Instructions to follow. Can you continue the blog excerpt about planners and a trip to Aldeburgh, picking up right after its final sentence?

Excerpt.
________________________________________

Other things I'd find useful?  Well, weekly menu planners would be nice.  A sheet of emergency contact numbers for things like plummers and the doctor.  How about a list of novels I want to read?  A section with inspiring quotes?  Sections devoted to the different areas of my life, like art, writing, blogging, healing, spirituality? A list of items I'd like to save up for?  I want pages that don't have watermarked flowers on them, which is distracting to write on, and a month-on-a-page planning sheet ahead of the weekly pages of each month, so I can see how my month will pan out, when I need to block in rest days, and to keep track of my medication.  And I need to be able to take out and add pages where they suit me.

Is this a lot to ask?  Apparently it is.  Because it looks like I am going to have to build my own planner this year, as its the only way I am going to get what I need, and what works for me.

How do you choose your annual diary?  Are you a pen and paper addict like me, or do you go the electronic route? What features are utterly essential to you, and what do you find utterly superfluous?  Add a comment and let me know your thoughts, because maybe, just maybe, we can come up with the perfect creative person's planner system.....

Friday 5 November 2010

Aldeburgh

The beach at Aldeburgh makes a high rampart between the sea and the town.
Pat and I had a mini holiday in Aldeburgh in Suffolk, enjoying time by the sea on a fabulous blustery day.

Pat creeping up on herring gulls...
It was so relaxing!  Pat has been working so hard lately, pretty much seven days a week, and he really needed to stop.  So we did!  It was so liberating to realise that we didn't have to be anywhere by a certain time, that we could just potter about and take as long over anything and everything as we wanted.

________________________________________

Provided material.
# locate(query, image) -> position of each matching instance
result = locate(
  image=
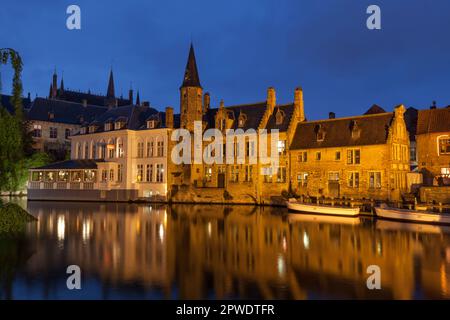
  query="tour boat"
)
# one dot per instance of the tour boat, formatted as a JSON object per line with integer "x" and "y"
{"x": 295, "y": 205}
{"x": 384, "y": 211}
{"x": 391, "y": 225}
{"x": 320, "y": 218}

________________________________________

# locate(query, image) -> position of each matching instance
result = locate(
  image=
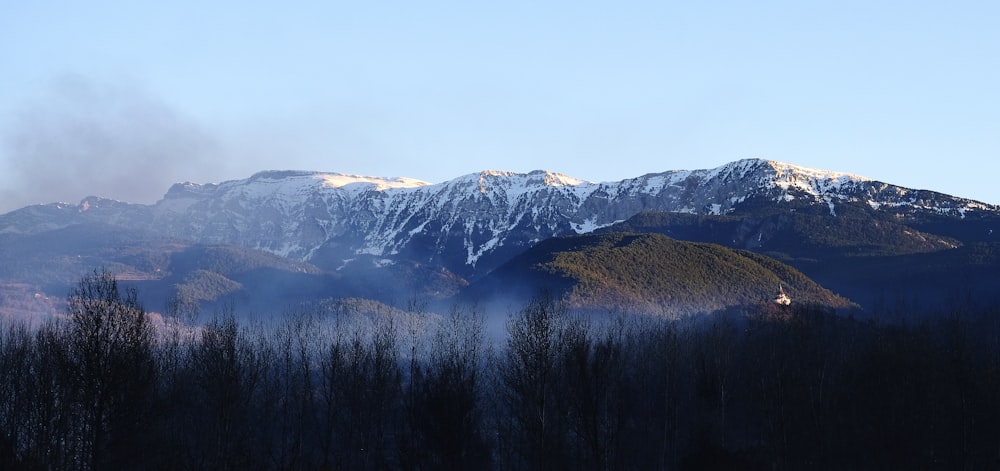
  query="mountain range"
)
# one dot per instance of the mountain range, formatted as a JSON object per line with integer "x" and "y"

________________________________________

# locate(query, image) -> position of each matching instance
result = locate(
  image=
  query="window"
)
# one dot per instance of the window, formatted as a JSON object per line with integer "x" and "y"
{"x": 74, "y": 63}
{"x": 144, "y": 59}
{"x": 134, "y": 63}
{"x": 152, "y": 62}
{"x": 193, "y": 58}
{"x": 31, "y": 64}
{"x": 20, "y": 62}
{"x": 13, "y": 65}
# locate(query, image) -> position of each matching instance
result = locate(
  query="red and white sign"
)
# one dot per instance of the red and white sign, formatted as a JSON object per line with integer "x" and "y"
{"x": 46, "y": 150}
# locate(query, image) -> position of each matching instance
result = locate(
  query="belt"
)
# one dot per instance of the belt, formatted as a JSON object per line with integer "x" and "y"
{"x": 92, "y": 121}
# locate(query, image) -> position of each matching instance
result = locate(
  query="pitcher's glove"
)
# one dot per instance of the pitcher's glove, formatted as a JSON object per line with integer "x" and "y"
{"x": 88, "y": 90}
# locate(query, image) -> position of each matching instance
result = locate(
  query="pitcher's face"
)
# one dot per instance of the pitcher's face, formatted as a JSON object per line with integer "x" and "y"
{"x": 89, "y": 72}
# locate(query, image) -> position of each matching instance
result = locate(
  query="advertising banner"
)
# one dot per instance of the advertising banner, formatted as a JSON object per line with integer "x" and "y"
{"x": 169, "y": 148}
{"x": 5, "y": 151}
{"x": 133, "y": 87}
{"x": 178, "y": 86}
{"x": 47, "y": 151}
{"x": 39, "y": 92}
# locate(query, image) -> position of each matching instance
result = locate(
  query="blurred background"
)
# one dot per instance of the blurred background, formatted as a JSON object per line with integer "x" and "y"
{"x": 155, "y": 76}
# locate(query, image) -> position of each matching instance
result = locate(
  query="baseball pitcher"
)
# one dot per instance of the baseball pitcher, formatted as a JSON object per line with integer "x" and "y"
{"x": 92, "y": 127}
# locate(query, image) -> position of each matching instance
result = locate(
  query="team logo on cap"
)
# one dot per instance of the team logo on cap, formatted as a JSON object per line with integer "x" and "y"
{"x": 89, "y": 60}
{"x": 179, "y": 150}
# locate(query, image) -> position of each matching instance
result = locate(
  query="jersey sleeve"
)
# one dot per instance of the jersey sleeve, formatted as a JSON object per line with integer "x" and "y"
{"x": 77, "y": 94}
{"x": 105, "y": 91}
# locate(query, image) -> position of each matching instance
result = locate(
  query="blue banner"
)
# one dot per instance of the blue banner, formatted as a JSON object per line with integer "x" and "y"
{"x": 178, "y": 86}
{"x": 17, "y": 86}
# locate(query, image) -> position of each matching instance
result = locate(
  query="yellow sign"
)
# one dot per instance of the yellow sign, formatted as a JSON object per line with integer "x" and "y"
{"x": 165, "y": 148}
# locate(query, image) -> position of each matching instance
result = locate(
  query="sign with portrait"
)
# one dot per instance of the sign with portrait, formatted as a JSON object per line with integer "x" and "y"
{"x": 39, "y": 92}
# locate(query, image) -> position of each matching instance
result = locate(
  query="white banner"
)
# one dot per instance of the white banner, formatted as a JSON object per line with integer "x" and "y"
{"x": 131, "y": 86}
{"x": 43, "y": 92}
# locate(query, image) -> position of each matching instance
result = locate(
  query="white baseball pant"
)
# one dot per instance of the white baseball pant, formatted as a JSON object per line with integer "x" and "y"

________________________________________

Written answer.
I even made the decision not to take dozens of photographs.  This is because usually I am so involved in taking pics and fiddling with my camera that I forget to just be there, actually look at what is around me, and enjoy the place.  We walked around the town, amongst all those pretty little buildings, and I could appreciate them there and then, rather than trying to take good shots that I could look at later to remember what I'd seen.  Better to actually see it while you are there! (And there is a BIG difference between looking and seeing!)


And as you can see from this picture, the rest did us both good - we look so mellow, don't we?

Incidentally, I've worked out how to upload photos onto Blogger again, but it takes forever - I read three chapters of a book while waiting for these to upload.  Maybe its my laptop, or just our rural broadband speed, but its a whole lot of hard work....


Monday 1 November 2010

Secrets of Adulthood

I've been reading Gretchen Rubin's marvellous book, The Happiness Project, in which she comes up with a list of great Secrets of Adulthood, which are the things you wish you'd known all along, and only understand with (often bitter) experience.  It got me thinking about my own list.  I'm still working on it, but here's what I've thought of so far:
  • People are usually far too immersed in themselves to spare the time and effort to hate you as much as you think they do.
  • Do a little each day, and you'll get a lot done (with thanks to Gretchen Rubin and Michael Nobbs)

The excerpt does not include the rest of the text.